WHAT IS REQUIRED:
Output the records. Match them exactly.

(Data items)
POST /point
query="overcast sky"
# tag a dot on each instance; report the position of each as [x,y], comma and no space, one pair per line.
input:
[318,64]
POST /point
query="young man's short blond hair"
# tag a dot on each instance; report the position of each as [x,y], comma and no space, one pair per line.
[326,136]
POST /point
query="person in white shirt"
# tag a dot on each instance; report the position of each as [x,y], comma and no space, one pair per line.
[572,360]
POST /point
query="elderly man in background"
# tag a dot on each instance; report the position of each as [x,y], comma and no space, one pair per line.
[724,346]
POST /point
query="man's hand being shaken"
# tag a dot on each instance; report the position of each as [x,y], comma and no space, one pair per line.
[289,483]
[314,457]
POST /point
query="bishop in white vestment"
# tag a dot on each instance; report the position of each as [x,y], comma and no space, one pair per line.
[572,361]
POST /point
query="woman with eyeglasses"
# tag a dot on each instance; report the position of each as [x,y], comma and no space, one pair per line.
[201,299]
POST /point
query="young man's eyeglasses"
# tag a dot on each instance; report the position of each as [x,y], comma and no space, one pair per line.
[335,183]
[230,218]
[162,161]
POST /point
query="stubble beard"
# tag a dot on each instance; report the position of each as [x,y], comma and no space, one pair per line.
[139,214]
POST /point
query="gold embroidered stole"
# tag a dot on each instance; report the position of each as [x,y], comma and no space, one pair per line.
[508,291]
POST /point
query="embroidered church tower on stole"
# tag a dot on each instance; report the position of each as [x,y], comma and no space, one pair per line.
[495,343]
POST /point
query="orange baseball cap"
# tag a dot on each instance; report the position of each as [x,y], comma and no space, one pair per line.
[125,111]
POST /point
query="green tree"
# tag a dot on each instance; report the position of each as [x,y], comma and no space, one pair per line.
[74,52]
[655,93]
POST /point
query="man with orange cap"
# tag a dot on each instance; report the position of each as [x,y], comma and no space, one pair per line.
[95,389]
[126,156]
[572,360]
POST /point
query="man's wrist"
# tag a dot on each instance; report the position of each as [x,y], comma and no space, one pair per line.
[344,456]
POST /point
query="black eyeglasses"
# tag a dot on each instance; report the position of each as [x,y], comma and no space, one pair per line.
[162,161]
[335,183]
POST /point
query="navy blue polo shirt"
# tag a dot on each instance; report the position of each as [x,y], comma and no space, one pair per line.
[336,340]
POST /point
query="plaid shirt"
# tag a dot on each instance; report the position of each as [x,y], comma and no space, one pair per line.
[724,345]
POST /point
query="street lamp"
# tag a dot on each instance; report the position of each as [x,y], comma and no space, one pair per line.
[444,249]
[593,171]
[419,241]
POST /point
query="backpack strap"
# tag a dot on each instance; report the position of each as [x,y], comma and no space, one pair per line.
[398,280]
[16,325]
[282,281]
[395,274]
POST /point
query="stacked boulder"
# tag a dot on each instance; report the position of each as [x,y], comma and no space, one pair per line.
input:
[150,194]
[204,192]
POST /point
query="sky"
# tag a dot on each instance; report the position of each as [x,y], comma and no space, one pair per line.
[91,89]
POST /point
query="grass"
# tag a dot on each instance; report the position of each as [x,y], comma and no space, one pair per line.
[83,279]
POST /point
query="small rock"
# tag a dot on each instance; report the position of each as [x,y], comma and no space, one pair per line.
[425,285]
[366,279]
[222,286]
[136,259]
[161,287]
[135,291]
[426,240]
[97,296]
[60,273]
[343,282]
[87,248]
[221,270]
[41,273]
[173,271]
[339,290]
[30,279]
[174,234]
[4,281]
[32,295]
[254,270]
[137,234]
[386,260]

REPLY TO THE TASK:
POST /point
query="overcast sky"
# tag a dot on each instance; report the position of each as [x,y], comma and no space, one pair per line.
input:
[318,64]
POST /point
query="young man's short blond hair"
# tag a dot on each instance; report the position of each as [x,y], comma and no space, one pair per line.
[326,136]
POST /point
query="person in white shirt"
# tag a dot on each instance; report the position of each as [x,y], comma and no space, one pair per line.
[572,360]
POST /point
query="elderly man in background"
# tag a dot on each instance; report the position of each as [x,y], comma and no space, one pair per line.
[724,346]
POST /point
query="man's hand being shaken"
# tag a dot on each instance; report the position of each as [x,y], comma and no space, one pair per line.
[289,483]
[314,457]
POST /point
query="bishop in white vestment"
# tag a dot on each instance; report the position of each as [x,y], comma and no space, one pair per line.
[572,361]
POST /point
query="woman with eyeglasses"
# tag a dot on each instance; report the position of each as [x,y], comma and no space, one pair per line.
[201,299]
POST /point
query="young man's eyeglasses"
# tag a dot on each instance; report the position of each as [x,y], comma and no space, one pair per line.
[335,183]
[230,218]
[162,161]
POST /point
query="stubble beard"
# tag a dot on each instance; report the position of each as [x,y], comma and no space, one pair per line.
[139,214]
POST /point
query="gold embroidered stole"
# tag a dot on each instance; report the position of each as [x,y], comma and no space, one pair per line.
[508,291]
POST /point
query="embroidered church tower on stole"
# tag a dot on each instance; report the position of each as [x,y], comma and no space, one pair per line.
[495,343]
POST /point
query="orange baseball cap"
# tag a dot on each instance; report the position of each as [x,y], comma and no space, one pair per line.
[125,111]
POST /point
query="green tree"
# tag a dot on each instance; report the position of each as [x,y], comma and no space, one pair per line.
[74,52]
[655,93]
POST /point
query="man with orange cap"
# tag a dot on each instance; report the position of each as [x,y], comma and no space, one pair per line.
[95,389]
[126,156]
[572,360]
POST /point
query="man's wrist"
# tag a dot on each instance; report the position of each as [x,y], comma and no space, one pair per line.
[344,456]
POST /point
query="black eyeglasses"
# tag a dot on each instance; report the position of each as [x,y], comma and no space, one pair per line.
[162,161]
[335,183]
POST /point
query="navy blue polo shirt"
# tag a dot on each instance; report the position of each as [x,y], comma and no space, one pair per line.
[336,340]
POST /point
query="plaid shirt"
# tag a dot on each instance; report the position of each as [x,y], comma and no space, one pair per line.
[724,345]
POST /point
query="street lamp"
# tag a dot on each instance; report the position of each as [x,y], comma and no space, one pair per line.
[444,249]
[593,171]
[419,241]
POST /point
query="backpack strap"
# tag a dot on each instance; report the position of each as [x,y], comma and no space, one pair per line.
[398,280]
[16,325]
[282,281]
[395,274]
POST /point
query="stacked boulder"
# tag a dot on each instance; report the position of each as [x,y], comma and no space, one pair per line.
input:
[150,194]
[204,192]
POST /point
query="sky"
# tag a dot on each instance; report the position of each as [x,y], comma and no space, one pair per line.
[91,89]
POST /point
query="grass"
# tag a dot on each instance; report the position of each as [x,y], comma and no space, one pair per line.
[83,279]
POST /point
query="small rock"
# tag a dot on each instance; report the position of each as [x,y], comma and no space, one pair per line.
[425,285]
[366,279]
[222,286]
[136,259]
[161,287]
[135,291]
[426,240]
[97,296]
[60,273]
[343,282]
[87,248]
[221,270]
[41,273]
[173,271]
[339,290]
[30,279]
[174,234]
[4,281]
[32,295]
[254,270]
[137,234]
[386,260]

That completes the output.